Document segment:

"""

Whilst automatic tracing can dramatically speed up your conversion, it requires a high-quality image to work successfully. Unfortunately, JPG images can suffer from a number of issues which can hamper your chances of getting optimal vectorization results. Some of the most common problems can be seen in the image below: 

Other problems with JPG images include: 

• Trying to convert the wrong type of image. Whilst automatic tracing is incredibly useful for many kinds of image, it’s important to be realistic about what you can and can’t do using vectorization software. Photos, for example, are not well-suited to conversion. Good candidates for conversion are synthetic images with few colors and clean lines. These include images such as technical drawings, logos and cartoons.

• Compression artifacts. Since JPG files are compressed using lossy compression, they lose quality when edited and saved. This leaves compression artifacts on the image, which are the visible signs of the distortion caused by lossy compression. They make the image appear blurry and undefined. These artifacts make it difficult for the software to detect the lines of the image, making it harder to convert.

"""

Task material:
"""

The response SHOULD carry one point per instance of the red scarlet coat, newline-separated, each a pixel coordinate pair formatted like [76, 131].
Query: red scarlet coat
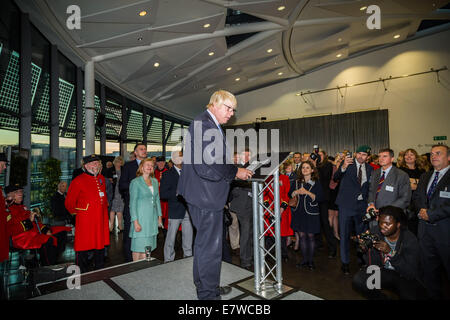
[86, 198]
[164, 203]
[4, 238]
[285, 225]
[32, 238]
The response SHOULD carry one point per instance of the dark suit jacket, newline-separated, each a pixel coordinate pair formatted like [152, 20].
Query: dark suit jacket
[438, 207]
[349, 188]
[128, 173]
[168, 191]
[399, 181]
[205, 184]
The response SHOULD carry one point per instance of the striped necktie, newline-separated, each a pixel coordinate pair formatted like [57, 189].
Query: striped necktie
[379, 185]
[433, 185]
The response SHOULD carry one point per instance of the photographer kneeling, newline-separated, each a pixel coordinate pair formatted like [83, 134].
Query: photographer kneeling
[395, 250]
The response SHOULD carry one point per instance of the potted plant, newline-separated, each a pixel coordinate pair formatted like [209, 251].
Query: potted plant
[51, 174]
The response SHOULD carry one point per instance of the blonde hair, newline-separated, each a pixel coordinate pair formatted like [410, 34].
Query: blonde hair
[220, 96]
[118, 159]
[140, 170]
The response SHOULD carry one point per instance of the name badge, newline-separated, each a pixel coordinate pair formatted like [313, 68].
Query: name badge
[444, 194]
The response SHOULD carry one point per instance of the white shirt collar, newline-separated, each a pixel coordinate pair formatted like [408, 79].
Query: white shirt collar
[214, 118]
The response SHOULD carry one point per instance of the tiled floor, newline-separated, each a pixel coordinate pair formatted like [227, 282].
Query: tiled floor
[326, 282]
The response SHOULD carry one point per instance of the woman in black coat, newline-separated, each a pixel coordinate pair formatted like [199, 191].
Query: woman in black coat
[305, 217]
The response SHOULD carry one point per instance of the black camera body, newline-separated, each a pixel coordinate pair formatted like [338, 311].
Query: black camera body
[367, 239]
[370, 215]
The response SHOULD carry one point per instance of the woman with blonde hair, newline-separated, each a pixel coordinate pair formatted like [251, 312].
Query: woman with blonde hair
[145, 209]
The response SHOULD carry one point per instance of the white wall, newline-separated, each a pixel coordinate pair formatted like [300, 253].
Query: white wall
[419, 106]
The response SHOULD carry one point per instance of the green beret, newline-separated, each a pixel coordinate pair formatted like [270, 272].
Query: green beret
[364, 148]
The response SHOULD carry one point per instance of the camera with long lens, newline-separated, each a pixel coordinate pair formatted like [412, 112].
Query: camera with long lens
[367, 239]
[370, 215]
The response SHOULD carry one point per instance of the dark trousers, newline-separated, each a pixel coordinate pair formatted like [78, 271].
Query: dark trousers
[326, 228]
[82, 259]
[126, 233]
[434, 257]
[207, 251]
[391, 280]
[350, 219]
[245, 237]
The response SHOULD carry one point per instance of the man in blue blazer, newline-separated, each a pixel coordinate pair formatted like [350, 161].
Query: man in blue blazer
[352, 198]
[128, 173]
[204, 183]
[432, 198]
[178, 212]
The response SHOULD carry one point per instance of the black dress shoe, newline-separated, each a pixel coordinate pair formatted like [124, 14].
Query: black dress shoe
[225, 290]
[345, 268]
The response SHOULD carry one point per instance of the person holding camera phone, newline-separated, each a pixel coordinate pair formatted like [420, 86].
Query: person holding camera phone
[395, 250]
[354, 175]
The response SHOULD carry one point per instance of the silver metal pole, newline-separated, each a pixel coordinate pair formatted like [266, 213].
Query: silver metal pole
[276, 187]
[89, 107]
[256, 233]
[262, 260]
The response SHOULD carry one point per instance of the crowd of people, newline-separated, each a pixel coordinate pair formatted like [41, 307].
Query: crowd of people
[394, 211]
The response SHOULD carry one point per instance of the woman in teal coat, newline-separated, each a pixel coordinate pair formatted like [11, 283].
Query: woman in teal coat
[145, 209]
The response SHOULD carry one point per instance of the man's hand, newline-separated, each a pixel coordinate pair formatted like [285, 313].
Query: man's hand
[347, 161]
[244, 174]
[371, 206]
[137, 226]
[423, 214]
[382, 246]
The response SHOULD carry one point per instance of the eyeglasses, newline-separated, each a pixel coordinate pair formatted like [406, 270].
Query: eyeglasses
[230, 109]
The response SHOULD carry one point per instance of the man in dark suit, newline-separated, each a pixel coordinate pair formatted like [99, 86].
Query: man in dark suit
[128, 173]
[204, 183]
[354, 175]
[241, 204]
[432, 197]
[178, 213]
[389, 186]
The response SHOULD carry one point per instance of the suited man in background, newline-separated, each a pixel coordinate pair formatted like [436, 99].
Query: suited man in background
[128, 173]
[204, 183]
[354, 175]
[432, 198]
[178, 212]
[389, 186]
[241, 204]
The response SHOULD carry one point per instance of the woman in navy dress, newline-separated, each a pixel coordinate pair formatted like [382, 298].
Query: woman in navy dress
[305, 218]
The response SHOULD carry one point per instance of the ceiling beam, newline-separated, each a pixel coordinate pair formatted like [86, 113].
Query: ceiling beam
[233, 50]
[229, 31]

"""

Requests:
**1)** Output the records from the line with "The response SHOULD carry one point per instance of the ceiling" through the end of the records as a two-column CSV with the columns request and points, one row per request. Put each field in double quotes and replace its line breaks with spaces.
**2)** Write what comes next in the text on converting JPG images to vectors.

Answers given:
**1)**
request,points
"The response SHOULD carry one point per instance of the ceiling beam, newline-separated, each a pixel coordinate pair formatted like [86, 113]. Query: ceiling beam","[233, 50] [229, 31]"

**2)**
• Black and white images being saved in grayscale. The most common use of vectorization software is to convert technical drawings, which tend to be black and white. JPG does not deal well with these images, as it is created to deal with photo-realistic images featuring color blends. As a result, JPG will often try to soften the contrast between the foreground and background, leaving the image blurry, with many shades of gray. As a result, conversion software finds it harder to detect which parts of the image form the foreground and background, making it very difficult to convert.

Failing to address these issues prior to conversion means that your vector output is unlikely to be of a high standard. Luckily, there are some helpful tips you can use to optimize your raster image and improve your conversion results.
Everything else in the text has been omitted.